(Reading text):

--- --- ---

Jesse's only consolation is the fact that Friday is music day, and Miss Edmunds is back. Miss Edmunds actually singles him out in the morning. She asks him if he has kept up his drawing over the summer and expresses a desire to see his work. During music class, Miss Edmunds sings a song called “Free to Be You and Me,” and by the time she is on the final chorus the whole fifth grade has joined in. Jesse, “caught in the pure delight of it,” looks over and smiles at Leslie. She smiles back and knows that he is no longer angry about what happened to the races.

On the bus, Leslie sits with Jesse and May Belle and tells them about Arlington and the “huge suburban school” she used to attend, with all its amenities. She acknowledges that she had a lot of friends there, and that her adjustment at Lark Creek Elementary has been hard. Leslie’s parents, who are both writers, have moved to the country because they “are reassessing their value structure,” having decided that they are “too hooked on money and success.” Although the decision to move was made by all of them, relocating has been hardest on Leslie, but she accepts what is happening without bitterness or complaint.

--- --- ---

(Directive 1): Scale the entries in the stretch from the line containing "Field-scouting task: mark every instance of the shattered" through the line containing "point(639, 459)". Write those lines out again, requests included. Multiply every point coordinate in the answers by 2.6 and round to whole numbers, with halves rounded up.
The passage above and the entries that follow come from unrelated sources.

(Supplied material):
--- --- ---

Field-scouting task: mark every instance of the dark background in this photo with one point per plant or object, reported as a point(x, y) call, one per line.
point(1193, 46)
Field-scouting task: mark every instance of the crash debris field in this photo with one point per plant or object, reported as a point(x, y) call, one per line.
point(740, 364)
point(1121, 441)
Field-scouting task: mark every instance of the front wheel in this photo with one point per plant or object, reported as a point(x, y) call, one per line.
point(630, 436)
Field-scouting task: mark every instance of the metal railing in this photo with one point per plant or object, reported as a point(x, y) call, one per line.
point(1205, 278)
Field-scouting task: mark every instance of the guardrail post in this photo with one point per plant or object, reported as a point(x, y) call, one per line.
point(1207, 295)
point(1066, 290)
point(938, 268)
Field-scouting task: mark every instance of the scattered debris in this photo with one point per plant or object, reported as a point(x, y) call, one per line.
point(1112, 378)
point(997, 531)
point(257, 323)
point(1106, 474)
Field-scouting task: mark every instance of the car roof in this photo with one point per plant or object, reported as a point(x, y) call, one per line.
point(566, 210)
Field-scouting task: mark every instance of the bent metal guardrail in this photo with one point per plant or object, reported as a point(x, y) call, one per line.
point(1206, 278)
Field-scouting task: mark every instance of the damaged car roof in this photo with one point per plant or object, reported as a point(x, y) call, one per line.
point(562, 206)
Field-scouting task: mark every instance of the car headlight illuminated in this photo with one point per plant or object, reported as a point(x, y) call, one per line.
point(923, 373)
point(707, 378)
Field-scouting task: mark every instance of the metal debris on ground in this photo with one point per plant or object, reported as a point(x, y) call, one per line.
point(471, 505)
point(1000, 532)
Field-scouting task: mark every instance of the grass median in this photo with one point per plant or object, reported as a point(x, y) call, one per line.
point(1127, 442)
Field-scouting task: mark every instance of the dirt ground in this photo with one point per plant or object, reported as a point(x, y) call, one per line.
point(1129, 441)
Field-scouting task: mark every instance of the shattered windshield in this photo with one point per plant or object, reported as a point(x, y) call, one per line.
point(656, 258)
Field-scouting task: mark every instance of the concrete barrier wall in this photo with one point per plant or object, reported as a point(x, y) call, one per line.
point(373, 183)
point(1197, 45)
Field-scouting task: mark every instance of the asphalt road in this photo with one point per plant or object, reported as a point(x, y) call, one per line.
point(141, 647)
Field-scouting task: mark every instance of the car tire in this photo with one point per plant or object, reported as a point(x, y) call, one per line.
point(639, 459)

--- --- ---

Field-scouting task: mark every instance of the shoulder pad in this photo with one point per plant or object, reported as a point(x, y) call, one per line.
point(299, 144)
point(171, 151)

--- --- ---

(Directive 2): In the passage, what song does Miss Edmunds sing during music class?

(Complete output 1):
Field-scouting task: mark every instance of the shattered windshield in this photo with one point per plant or object, reported as a point(x, y) call, one per line.
point(1706, 671)
Field-scouting task: mark every instance of the concrete barrier wall in this photo with one point per plant or object, reported as a point(x, y) call, one per line.
point(970, 476)
point(3112, 117)
Field-scouting task: mark every instance of the asphalt road in this photo with one point per plant or object, reported as a point(x, y) call, one per line.
point(367, 1682)
Field-scouting task: mark every instance of the car tire in this photo with one point per plant or object, reported as a point(x, y) call, one per line.
point(1661, 1193)

(Complete output 2): "Free to Be You and Me."